## BRIEF
Please quote the lines below word for word, leaving out the pictures.

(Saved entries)
- - - - -
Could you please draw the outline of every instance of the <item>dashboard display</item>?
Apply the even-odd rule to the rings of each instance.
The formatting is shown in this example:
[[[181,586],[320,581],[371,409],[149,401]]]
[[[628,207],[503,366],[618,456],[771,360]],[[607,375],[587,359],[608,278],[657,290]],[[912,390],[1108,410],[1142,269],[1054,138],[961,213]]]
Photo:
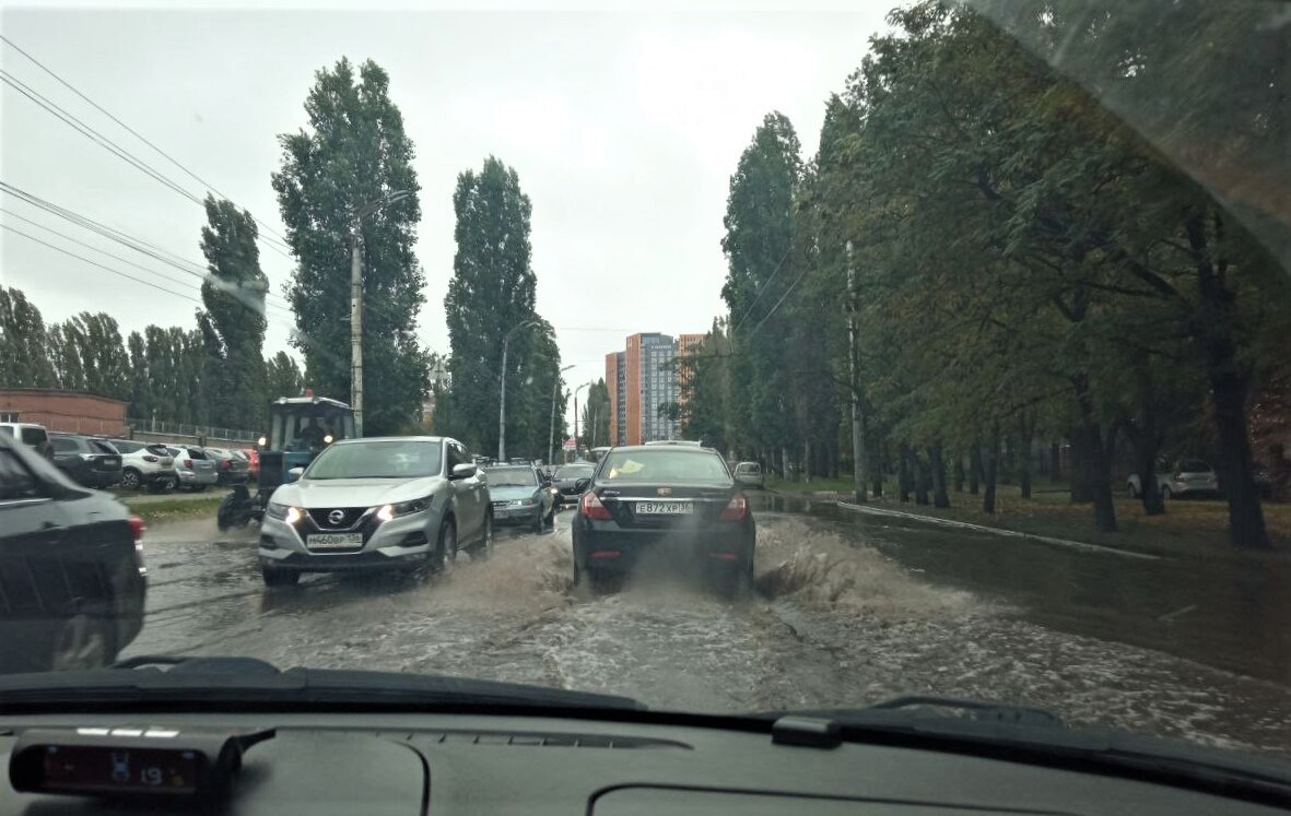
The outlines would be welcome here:
[[[204,757],[164,748],[45,745],[43,788],[121,793],[194,793]]]

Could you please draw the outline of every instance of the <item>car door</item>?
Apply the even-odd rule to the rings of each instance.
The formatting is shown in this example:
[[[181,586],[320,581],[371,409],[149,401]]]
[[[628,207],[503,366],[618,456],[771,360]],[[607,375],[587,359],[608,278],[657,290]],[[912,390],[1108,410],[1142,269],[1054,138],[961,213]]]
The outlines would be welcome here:
[[[57,563],[63,530],[48,487],[0,445],[0,669],[39,670],[49,632],[66,619]]]

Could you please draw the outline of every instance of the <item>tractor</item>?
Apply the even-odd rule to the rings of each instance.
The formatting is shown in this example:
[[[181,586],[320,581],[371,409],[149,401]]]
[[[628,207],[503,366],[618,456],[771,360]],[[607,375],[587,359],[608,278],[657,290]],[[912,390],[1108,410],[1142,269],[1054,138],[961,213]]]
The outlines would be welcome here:
[[[269,403],[269,436],[259,437],[259,476],[256,494],[236,485],[219,503],[216,523],[221,530],[245,527],[265,516],[269,498],[283,482],[292,482],[328,445],[354,438],[354,409],[345,402],[315,397],[279,397]]]

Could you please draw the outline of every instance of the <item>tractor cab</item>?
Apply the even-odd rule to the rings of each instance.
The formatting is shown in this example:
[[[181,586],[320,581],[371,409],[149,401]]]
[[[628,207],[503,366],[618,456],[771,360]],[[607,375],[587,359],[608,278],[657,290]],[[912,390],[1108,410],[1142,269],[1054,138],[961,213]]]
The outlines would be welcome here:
- - - - -
## RESPONSE TO THIS TASK
Could you please draw the outline of every instance of the <item>dashboard display</item>?
Apply the even-odd rule to the rings of each instance.
The formatting is shown in this example:
[[[181,586],[320,581],[371,409],[149,401]]]
[[[628,207],[503,366],[618,456],[771,360]],[[607,375],[587,359],[608,278],[657,290]],[[912,390],[1108,410],[1142,269],[1054,138],[961,213]]]
Photo:
The outlines would be welcome here:
[[[204,757],[164,748],[45,745],[43,788],[121,793],[194,793]]]

Could you please draw the outline of every instance of the <item>car door</item>?
Apply the even-odd rule to the rings of each instance.
The formatting is shown in this example:
[[[181,586],[320,581],[371,409],[149,401]]]
[[[628,207],[503,366],[618,456],[771,360]],[[607,375],[587,359],[608,278],[657,290]],[[912,390],[1108,410],[1142,269],[1054,138],[961,213]]]
The outlines would be welcome here:
[[[57,563],[63,530],[48,487],[0,445],[0,669],[39,670],[49,632],[66,619]]]

Could you please draw the outline of every instance of the <item>tractor</item>?
Apply the even-odd rule to the rings of each instance.
The formatting is shown in this example:
[[[181,586],[320,581],[371,409],[149,401]]]
[[[628,207],[503,366],[618,456],[771,360]],[[607,375],[587,359],[608,278],[657,290]],[[912,390],[1108,410],[1142,269],[1054,138],[961,213]]]
The outlines would be welcome here:
[[[269,403],[269,436],[259,437],[259,476],[256,494],[236,485],[219,503],[216,523],[221,530],[245,527],[265,516],[269,498],[283,482],[292,482],[328,445],[354,438],[354,409],[345,402],[315,397],[279,397]]]

Could you please draw the outline of every instance of the <item>tractor cab</item>?
Apply the even-odd rule to the rings of each instance.
The formatting is shown in this example:
[[[181,586],[320,581],[371,409],[149,401]]]
[[[628,207],[503,366],[618,456],[771,360]],[[607,375],[587,359],[608,278],[657,290]],[[912,390],[1108,410],[1142,269],[1054,138],[961,213]]]
The outlines would be welcome here:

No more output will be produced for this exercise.